### Problem statement
Show every line of the records below that contains the word "blue".

[Lines of data]
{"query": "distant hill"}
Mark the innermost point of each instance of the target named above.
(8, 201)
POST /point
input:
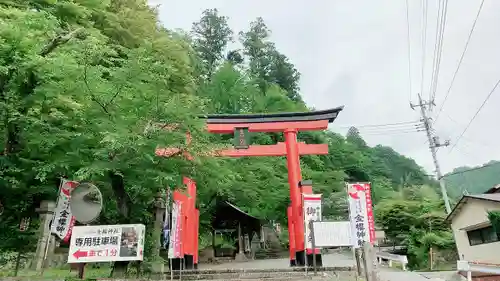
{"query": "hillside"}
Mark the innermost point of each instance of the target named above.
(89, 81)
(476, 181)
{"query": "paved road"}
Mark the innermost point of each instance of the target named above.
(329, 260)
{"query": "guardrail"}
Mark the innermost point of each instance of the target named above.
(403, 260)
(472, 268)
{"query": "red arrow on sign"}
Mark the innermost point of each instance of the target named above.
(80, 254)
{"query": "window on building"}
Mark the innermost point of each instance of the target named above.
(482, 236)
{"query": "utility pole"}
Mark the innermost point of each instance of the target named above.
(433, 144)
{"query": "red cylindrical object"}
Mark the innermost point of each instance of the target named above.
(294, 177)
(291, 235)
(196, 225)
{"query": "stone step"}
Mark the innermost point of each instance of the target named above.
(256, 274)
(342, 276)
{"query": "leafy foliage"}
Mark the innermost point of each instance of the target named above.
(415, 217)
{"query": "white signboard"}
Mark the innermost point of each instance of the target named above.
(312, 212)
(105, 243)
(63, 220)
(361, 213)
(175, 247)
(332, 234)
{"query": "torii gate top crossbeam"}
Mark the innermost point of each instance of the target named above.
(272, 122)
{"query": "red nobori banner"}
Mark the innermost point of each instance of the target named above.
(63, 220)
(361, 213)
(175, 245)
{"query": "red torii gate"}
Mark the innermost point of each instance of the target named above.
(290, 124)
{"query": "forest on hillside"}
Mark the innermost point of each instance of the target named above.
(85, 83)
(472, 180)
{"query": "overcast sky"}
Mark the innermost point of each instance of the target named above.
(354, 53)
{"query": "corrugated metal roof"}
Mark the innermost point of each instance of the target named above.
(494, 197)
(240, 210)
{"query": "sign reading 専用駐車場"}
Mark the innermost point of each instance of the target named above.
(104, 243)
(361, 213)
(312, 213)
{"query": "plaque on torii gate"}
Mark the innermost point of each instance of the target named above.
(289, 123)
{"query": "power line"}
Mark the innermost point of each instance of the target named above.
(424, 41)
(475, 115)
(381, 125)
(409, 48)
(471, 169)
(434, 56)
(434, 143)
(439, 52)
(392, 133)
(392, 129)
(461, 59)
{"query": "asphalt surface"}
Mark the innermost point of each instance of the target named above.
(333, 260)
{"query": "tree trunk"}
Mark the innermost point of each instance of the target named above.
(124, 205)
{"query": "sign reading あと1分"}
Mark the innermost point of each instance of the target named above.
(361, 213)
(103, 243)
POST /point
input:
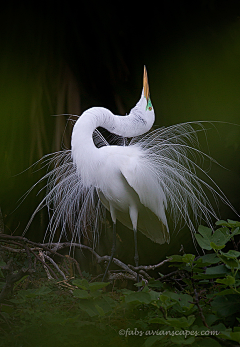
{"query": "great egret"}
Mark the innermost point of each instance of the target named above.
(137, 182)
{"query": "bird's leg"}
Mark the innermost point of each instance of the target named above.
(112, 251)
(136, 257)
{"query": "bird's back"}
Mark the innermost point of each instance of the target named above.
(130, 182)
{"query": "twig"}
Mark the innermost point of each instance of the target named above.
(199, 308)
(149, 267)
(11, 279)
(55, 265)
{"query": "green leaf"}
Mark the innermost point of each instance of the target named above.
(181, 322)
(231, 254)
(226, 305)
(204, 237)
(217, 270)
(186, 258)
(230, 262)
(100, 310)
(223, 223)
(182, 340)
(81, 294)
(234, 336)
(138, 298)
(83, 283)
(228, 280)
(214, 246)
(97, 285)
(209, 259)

...

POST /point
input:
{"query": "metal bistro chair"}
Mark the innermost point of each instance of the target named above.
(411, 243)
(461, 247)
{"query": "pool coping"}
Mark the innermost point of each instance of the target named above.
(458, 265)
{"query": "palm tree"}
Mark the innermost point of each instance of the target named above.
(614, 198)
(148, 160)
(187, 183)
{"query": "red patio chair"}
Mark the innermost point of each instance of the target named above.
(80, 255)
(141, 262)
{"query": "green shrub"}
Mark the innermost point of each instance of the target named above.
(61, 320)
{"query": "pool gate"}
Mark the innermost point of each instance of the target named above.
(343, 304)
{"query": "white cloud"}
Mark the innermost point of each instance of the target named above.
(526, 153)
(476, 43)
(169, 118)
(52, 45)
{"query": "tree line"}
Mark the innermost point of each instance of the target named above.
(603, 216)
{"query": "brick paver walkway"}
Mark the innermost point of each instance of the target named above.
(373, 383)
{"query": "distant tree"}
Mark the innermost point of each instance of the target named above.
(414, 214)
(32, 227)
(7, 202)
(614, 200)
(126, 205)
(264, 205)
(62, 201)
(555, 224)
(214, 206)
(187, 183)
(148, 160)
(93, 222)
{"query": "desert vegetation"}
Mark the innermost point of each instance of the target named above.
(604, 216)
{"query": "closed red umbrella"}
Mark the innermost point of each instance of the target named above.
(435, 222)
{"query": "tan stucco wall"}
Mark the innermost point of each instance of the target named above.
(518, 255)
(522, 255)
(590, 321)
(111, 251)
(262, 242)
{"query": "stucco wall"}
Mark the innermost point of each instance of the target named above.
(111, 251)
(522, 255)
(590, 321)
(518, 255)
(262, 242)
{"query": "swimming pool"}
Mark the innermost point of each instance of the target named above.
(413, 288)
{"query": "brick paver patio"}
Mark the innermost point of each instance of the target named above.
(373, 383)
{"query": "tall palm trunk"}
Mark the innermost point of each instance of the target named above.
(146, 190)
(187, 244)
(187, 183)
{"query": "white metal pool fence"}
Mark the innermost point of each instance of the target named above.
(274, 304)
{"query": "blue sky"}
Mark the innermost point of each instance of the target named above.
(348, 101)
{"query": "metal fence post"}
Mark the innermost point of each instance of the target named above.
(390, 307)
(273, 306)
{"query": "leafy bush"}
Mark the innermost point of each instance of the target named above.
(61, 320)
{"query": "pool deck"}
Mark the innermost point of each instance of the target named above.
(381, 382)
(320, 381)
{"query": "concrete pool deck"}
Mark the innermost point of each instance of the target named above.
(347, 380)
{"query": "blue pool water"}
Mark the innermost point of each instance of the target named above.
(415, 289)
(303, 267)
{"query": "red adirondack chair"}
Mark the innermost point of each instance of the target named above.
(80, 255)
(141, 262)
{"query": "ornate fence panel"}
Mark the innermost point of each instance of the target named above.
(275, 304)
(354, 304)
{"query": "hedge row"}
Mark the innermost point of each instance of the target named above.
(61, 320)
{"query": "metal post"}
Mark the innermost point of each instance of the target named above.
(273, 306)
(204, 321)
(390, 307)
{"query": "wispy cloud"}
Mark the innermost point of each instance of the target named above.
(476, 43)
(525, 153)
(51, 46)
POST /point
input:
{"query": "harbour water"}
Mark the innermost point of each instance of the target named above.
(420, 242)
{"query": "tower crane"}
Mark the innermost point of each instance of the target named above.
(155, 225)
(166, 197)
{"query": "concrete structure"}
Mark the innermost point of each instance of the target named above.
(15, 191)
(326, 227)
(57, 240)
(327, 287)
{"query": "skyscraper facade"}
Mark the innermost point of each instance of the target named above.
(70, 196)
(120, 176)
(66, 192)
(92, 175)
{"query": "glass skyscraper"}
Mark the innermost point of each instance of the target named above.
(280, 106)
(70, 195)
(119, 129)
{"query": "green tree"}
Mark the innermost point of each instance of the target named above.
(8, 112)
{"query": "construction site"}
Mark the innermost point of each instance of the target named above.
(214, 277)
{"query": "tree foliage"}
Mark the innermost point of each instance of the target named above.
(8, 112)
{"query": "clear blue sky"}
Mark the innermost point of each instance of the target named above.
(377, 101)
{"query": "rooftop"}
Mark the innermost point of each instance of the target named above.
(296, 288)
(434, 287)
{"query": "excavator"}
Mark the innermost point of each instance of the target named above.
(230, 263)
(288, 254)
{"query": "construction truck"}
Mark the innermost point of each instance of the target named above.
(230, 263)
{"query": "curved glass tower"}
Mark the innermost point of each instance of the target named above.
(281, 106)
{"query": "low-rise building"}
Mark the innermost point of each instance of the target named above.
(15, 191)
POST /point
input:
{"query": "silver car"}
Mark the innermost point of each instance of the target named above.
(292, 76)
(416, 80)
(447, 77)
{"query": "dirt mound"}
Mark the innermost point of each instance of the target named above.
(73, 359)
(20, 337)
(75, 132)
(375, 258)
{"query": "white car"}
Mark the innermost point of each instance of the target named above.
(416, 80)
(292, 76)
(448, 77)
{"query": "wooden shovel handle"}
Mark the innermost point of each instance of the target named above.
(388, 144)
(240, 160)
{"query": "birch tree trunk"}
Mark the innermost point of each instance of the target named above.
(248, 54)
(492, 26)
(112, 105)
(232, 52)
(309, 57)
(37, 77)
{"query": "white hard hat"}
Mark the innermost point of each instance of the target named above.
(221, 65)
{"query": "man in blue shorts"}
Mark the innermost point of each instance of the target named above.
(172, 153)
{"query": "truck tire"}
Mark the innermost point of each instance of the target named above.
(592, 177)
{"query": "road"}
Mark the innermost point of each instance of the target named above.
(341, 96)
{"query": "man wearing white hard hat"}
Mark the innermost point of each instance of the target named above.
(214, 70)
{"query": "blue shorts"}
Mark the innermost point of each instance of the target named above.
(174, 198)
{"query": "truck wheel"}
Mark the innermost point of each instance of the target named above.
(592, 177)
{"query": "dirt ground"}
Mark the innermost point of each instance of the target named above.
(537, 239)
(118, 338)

...

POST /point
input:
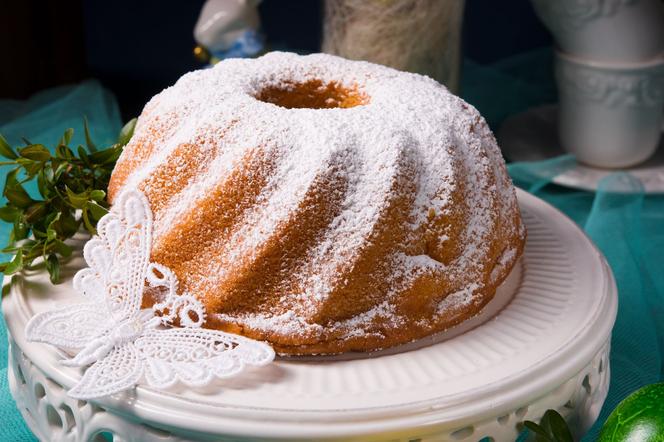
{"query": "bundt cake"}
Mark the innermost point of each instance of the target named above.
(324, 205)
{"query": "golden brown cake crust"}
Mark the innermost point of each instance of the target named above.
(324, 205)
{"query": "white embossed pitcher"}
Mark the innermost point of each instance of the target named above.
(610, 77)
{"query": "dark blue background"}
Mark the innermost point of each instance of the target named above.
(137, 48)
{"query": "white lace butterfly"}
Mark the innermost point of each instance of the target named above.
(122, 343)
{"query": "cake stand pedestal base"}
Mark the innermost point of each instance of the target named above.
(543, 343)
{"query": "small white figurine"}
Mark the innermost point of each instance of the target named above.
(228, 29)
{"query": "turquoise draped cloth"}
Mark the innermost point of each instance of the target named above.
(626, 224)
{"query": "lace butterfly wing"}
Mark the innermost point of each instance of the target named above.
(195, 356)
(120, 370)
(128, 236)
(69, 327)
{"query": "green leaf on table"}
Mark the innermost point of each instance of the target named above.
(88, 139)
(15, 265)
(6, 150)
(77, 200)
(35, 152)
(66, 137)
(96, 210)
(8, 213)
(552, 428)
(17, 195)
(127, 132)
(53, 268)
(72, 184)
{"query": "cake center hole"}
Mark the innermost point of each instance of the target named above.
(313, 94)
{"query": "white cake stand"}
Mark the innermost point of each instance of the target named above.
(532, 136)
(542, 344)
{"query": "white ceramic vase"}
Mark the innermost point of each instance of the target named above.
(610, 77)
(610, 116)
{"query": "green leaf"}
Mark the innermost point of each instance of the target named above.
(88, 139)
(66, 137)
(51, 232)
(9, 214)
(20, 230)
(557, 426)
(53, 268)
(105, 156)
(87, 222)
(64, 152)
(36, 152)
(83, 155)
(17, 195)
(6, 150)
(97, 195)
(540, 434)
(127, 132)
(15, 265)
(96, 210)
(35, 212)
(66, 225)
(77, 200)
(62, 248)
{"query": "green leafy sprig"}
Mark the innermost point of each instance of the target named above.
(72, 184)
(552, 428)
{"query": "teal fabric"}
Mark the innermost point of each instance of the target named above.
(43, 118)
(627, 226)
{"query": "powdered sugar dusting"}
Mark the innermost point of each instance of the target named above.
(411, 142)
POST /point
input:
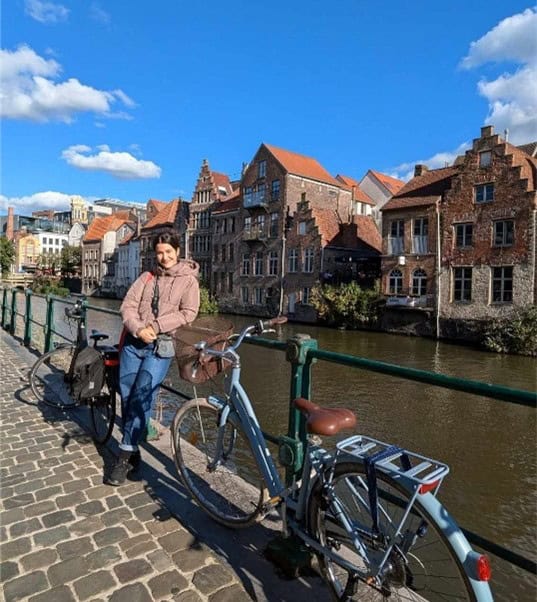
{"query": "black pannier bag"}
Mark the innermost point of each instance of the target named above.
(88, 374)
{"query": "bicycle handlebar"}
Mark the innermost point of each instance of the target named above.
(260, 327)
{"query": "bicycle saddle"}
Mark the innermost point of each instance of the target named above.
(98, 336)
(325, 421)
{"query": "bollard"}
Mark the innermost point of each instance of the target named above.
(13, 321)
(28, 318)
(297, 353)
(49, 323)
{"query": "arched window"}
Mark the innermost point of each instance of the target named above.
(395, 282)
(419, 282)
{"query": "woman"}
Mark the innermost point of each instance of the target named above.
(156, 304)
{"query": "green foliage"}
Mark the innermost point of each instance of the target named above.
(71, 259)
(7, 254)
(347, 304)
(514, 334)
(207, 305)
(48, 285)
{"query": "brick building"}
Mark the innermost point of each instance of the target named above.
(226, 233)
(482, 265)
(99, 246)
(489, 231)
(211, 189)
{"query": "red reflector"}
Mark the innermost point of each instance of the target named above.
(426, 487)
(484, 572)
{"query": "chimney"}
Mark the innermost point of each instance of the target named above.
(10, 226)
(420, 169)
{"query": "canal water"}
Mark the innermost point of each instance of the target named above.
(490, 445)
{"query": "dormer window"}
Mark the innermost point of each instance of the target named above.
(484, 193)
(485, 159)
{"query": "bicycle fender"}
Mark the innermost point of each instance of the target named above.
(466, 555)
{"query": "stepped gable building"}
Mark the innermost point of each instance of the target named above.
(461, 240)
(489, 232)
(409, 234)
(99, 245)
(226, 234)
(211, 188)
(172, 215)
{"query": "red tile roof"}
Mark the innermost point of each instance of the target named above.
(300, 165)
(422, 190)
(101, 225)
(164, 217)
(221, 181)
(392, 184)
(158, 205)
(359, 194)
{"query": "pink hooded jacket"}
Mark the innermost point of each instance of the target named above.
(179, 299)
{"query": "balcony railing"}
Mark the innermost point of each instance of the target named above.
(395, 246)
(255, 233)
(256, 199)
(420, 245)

### Expected answer
{"query": "blue sky"}
{"query": "blue pool water"}
{"query": "clear blue sky"}
{"query": "man in blue shorts"}
{"query": "blue shorts"}
{"query": "dark blue background"}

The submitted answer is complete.